INPUT MATERIAL.
::::::::
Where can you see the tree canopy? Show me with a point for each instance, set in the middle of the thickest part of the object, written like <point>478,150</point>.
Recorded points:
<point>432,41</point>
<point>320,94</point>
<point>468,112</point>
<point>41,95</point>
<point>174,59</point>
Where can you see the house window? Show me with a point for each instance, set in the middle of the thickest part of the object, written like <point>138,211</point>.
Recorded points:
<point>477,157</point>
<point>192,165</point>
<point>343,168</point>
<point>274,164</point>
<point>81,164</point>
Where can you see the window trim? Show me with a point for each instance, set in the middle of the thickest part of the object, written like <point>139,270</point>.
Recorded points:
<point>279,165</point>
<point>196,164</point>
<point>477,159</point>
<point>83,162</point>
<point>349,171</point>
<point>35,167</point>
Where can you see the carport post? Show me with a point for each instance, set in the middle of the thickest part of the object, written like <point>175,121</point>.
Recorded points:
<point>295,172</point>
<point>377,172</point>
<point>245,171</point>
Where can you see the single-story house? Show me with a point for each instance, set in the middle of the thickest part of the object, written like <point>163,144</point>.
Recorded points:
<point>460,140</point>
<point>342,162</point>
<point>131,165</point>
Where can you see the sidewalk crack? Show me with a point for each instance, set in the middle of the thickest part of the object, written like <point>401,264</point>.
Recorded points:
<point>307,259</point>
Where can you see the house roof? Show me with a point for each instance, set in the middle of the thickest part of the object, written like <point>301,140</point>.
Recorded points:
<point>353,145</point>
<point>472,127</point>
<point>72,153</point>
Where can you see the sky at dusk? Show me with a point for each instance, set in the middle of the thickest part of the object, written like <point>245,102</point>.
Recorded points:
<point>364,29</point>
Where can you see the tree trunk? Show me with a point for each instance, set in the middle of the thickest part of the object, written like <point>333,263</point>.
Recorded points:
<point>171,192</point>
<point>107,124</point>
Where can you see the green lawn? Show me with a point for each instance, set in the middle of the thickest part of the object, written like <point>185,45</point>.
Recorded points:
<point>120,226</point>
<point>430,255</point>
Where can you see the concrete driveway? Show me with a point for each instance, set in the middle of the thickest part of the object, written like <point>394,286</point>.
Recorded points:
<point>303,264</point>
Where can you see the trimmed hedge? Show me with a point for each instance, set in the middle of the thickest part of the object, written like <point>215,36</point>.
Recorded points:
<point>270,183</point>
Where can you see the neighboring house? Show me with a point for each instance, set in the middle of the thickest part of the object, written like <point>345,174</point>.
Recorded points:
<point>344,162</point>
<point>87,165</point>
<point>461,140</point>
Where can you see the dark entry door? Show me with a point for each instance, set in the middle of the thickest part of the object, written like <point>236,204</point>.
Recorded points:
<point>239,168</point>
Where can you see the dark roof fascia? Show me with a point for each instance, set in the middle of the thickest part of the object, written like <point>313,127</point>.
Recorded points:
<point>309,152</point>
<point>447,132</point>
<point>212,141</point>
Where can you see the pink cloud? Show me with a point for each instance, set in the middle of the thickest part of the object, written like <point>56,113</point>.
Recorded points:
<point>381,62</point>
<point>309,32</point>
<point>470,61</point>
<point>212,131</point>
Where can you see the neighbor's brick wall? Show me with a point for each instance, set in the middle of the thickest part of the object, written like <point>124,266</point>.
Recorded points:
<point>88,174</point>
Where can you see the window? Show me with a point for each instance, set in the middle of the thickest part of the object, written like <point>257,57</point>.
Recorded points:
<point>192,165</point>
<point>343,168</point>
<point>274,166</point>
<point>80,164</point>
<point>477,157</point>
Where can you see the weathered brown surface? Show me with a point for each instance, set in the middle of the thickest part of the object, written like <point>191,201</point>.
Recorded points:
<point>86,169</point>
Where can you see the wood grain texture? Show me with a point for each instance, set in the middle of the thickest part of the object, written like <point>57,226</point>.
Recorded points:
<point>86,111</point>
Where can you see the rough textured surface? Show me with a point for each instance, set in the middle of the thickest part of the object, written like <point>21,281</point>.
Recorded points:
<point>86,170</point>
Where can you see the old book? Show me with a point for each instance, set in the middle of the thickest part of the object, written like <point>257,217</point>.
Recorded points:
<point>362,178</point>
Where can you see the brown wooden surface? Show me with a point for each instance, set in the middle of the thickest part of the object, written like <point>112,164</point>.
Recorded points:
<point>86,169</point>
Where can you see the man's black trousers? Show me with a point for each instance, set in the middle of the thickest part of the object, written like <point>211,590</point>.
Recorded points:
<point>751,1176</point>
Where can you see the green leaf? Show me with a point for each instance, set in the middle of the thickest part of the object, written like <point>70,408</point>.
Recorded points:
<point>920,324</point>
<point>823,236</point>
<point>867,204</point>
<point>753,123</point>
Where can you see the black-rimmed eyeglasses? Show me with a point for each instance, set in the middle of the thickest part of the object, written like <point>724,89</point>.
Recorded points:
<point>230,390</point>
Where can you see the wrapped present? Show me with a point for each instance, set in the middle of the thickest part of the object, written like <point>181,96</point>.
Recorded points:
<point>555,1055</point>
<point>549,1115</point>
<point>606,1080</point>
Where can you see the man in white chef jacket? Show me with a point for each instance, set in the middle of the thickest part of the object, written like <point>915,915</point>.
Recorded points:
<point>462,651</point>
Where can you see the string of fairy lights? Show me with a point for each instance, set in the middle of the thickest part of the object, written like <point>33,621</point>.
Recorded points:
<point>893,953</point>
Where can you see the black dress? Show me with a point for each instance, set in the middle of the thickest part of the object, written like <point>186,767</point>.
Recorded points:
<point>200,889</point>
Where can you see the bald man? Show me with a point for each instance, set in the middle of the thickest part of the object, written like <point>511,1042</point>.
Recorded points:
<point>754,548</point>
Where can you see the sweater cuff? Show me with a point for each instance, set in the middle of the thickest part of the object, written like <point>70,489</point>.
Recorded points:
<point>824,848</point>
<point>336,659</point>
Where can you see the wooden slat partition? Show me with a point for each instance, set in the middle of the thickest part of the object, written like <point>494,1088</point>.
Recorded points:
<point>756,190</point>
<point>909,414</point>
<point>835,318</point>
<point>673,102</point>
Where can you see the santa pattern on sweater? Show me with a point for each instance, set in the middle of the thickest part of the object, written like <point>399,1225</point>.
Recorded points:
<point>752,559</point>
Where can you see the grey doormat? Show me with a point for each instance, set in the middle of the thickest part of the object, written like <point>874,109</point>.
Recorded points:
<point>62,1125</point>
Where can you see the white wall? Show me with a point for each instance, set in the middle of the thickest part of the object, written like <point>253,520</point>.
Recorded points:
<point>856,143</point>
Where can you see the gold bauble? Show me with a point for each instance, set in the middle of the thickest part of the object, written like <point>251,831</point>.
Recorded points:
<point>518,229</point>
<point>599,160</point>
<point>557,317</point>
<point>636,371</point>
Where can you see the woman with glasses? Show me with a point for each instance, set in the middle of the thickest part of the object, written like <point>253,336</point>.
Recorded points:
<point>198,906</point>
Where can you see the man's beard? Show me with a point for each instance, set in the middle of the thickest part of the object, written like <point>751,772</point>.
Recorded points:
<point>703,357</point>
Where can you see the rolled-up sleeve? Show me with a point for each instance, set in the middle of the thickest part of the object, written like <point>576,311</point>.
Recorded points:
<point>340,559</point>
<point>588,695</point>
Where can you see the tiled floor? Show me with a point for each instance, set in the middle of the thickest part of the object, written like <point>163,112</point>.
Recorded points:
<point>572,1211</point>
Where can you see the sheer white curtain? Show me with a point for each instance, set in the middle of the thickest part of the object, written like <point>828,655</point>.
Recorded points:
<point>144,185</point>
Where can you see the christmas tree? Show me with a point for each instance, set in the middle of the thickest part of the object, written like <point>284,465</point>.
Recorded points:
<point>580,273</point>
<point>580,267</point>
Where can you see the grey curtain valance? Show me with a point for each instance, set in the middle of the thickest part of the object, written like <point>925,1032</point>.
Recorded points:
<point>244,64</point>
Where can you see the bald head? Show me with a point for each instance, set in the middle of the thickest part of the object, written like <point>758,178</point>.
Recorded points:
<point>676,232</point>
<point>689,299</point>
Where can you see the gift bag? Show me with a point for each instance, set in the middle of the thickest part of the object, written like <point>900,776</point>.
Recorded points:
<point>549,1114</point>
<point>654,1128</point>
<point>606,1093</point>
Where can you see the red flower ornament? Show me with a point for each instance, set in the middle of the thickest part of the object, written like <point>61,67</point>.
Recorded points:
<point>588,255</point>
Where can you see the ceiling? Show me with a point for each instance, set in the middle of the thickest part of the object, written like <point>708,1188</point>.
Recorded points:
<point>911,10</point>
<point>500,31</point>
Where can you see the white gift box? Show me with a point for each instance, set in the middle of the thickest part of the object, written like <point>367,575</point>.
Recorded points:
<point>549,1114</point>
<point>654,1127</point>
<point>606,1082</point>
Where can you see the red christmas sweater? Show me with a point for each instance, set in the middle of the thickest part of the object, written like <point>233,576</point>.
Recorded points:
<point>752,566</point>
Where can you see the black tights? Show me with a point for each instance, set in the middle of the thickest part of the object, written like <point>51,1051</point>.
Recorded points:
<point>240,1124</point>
::::::::
Set out the rows above as a numbered list with blank lines omitted. Begin at the first line and stop after the line that contains "<point>81,164</point>".

EXPECTED OUTPUT.
1. Where can you see the tree canopy? Show me with a point for each instance, set in the middle of the thickest part of the object, written like <point>478,150</point>.
2. Recorded points:
3. <point>432,41</point>
4. <point>320,94</point>
5. <point>468,112</point>
6. <point>41,95</point>
7. <point>174,59</point>
8. Where can you see the house window? Show me with a point for each instance, set in the middle of the thickest part of the object, written like <point>138,211</point>.
9. Recorded points:
10. <point>477,157</point>
11. <point>192,165</point>
12. <point>343,168</point>
13. <point>274,164</point>
14. <point>81,164</point>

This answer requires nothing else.